Reprenez le passage de l'article sur la réélection d'Erdogan qui commence par les mots contenant « Les sondages prédisaient » et s'achève sur « 1 juin 2023. », en changeant « défaite » en « victoire ».

══ Extrait du texte ══

Les sondages prédisaient une défaite, que ses alliés Occidentaux appelaient de leurs vœux. Le « Reis » turc rempile pour un nouveau mandat de cinq ans. Doivent-ils s’en inquiéter ? Par Patrick Saint-Paul dans Le Figaro du 1 juin 2023.
Après vingt ans au pouvoir en tant que premier ministre, puis comme président, le nouveau Sultan turc fait entrer son règne dans une troisième décennie par la grâce d’un nouveau mandat de cinq ans. De nombreux observateurs occidentaux avaient prédit sa défaite. Certains dirigeants Occidentaux la souhaitaient, voyant en son rival, Kemal Kiliçdaroglu, un partenaire plus conciliant, qui les débarrasseraient à bon compte de cet allié encombrant. Recep Tayyip Erdogan ne s’était jamais lancé aussi affaibli dans une campagne électorale : le pays est englué dans un profond marasme économique, sa gestion du tremblement de terre du 6 février a été calamiteuse, et, pour la première fois, l’opposition partait unie contre lui. Certes, il a été acculé à un second tour – une première -, mais il l’a emporté avec une marge confortable en rassemblant 52.1% des voix et avec un fort taux de participation. Si le vote est apparu relativement libre, il n’a pas été équitable pour autant.

═══
══ Données fournies ══

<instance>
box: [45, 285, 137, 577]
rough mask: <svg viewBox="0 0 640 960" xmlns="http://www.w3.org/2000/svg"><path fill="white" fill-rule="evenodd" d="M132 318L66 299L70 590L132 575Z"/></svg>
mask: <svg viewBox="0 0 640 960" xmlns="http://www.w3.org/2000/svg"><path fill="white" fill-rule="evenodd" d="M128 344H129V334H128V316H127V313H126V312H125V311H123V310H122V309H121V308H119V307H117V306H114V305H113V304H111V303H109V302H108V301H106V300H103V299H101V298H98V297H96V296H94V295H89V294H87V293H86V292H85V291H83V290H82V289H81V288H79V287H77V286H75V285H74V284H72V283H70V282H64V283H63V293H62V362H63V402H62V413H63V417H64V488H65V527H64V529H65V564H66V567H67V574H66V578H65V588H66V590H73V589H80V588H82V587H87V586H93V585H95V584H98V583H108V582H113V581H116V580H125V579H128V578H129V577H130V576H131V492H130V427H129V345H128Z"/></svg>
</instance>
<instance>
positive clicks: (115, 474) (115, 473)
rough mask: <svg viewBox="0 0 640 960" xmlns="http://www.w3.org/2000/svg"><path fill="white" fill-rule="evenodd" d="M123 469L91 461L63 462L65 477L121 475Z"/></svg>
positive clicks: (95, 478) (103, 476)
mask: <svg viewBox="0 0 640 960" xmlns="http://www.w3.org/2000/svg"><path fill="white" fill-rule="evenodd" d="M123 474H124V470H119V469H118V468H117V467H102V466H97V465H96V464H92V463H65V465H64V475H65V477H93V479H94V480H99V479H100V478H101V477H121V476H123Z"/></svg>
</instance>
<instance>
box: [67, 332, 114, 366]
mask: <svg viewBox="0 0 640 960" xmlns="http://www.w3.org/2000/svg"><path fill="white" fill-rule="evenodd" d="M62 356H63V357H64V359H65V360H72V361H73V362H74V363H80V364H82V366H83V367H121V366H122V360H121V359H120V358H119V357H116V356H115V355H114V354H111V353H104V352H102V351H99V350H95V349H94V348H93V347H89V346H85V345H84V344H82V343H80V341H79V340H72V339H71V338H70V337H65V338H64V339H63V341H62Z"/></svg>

═══

◆ **Corrigé**
Les sondages prédisaient une victoire, que ses alliés Occidentaux appelaient de leurs vœux. Le « Reis » turc rempile pour un nouveau mandat de cinq ans. Doivent-ils s’en inquiéter ? Par Patrick Saint-Paul dans Le Figaro du 1 juin 2023.